To do: Could you carry the piece on online activism in the Middle East further, picking up right after its final paragraph?

Text extract:
Online Activism in the Middle East

On Saturday the Libyan president (41 years in the presidential office and counting), Muammar al-Gaddafi, came out on Libyan TV to give one of his rambling speeches but this time it was worth listening to. He expressed what a lot of Arab leaders are probably feeling towards the revolution in Tunisia; fear. More importantly by speaking dismissively about Wikileaks, Facebook and Youtube, he gave them the credit they deserve.

Online activism in the Middle East is reminiscent of the printing press revolution in Europe. At the time European dictators were unable to get ahead of the spread of information but by the time these tools got to the Arab world, political leaders already knew how to keep a handle on things.

Now with technology, regular citizens are again ahead of the game. When I was growing up in Saudi, people were paranoid about being overheard complaining. Little kids had this ingrained in them and were told that “they” can hear you through the electricity outlets in the walls and that those nice neighbors next door are spies for “them”. People did not talk to each other and they did not complain because stories and rumors abound about some distant relative or acquaintance mysteriously and forever disappearing and about dark dungeons in palace basements.

Never before the internet could everyone and anyone who cares have gotten their hands on the piece that got Dr. Al-Abdulkareem imprisoned indefinitely and without trial. Nor could they have expressed their support in such huge numbers online that the government becomes powerless in quieting them.

Listed entries:
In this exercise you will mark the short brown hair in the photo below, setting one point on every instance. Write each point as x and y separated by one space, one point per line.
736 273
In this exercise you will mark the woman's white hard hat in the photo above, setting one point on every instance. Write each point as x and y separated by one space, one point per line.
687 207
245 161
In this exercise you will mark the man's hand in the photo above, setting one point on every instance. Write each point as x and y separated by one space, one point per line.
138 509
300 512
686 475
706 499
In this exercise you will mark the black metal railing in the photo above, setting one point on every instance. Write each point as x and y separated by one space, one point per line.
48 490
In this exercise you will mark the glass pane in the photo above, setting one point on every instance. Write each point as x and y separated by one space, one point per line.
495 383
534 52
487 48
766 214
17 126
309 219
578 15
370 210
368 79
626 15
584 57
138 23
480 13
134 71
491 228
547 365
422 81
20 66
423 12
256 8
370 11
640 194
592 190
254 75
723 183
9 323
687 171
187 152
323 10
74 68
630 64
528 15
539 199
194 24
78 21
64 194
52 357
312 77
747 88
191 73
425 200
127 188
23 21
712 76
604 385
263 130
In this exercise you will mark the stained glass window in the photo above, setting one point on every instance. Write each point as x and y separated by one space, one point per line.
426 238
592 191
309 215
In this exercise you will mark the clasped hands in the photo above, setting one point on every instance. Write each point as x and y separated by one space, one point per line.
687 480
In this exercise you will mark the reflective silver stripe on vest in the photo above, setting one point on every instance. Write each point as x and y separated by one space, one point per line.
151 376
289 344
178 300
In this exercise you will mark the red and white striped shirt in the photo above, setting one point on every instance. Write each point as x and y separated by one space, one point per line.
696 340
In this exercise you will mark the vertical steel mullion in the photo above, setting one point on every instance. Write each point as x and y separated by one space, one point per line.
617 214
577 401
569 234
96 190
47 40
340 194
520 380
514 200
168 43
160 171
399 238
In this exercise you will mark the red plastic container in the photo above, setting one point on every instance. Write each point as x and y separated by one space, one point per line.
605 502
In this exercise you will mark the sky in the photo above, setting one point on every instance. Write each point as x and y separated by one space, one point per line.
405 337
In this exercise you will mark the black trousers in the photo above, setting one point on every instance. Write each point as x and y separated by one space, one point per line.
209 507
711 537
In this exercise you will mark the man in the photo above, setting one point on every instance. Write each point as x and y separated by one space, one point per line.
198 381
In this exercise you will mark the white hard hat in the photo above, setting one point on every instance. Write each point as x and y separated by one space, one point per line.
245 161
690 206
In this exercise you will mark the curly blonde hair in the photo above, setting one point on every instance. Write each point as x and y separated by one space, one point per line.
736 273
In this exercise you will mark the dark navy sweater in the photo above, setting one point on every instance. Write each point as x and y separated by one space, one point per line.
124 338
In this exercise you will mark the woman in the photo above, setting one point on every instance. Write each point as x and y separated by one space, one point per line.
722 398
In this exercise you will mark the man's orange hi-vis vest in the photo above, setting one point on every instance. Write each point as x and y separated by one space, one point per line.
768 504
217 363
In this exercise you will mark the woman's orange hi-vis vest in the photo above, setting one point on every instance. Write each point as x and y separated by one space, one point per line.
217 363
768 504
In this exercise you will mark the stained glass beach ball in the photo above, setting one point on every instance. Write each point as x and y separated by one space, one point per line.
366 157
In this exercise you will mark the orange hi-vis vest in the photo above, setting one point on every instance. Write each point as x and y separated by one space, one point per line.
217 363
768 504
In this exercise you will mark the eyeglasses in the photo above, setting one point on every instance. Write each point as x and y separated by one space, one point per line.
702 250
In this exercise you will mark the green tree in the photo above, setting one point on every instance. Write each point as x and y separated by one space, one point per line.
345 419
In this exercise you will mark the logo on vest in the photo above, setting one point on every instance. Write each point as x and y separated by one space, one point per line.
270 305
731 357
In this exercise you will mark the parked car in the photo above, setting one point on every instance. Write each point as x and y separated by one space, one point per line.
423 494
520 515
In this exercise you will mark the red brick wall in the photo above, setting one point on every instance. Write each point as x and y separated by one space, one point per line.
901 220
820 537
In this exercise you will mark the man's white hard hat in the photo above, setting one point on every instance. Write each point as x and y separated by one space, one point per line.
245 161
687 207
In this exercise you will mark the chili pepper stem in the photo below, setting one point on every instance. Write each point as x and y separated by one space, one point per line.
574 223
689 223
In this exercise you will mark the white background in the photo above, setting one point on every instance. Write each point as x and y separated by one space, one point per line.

Exercise answer:
What Twitter, Facebook, blogs, Youtube…etc do in the Middle East is that they confirm our hunch that our fellow citizens feel the same way. And this alone is a powerful realization, and now we’ve taken it a step further by connecting, forming online groups and contacts that occasionally develop into real meetings and groups on the ground. The division and isolation that was upheld and so valuable to Arab leaders has now become a thing of the past. And now Arab governments are struggling to get back in control but so far they only sink deeper. Like when Dr. Abdulkareem published his piece on his Facebook page, he was shortly later detained. If it weren’t for his detention, not many people would have read what he wrote. Only those politically involved would have sought it out, but after the widely shared news of his imprisonment, everyone wanted to know what it was that he wrote. It was Emailed, BBMed, and printed out and shared with those of us who aren’t online. So the government’s traditional approach actually caused the piece to become more widespread and for the offending writer to gain supporters in the thousands.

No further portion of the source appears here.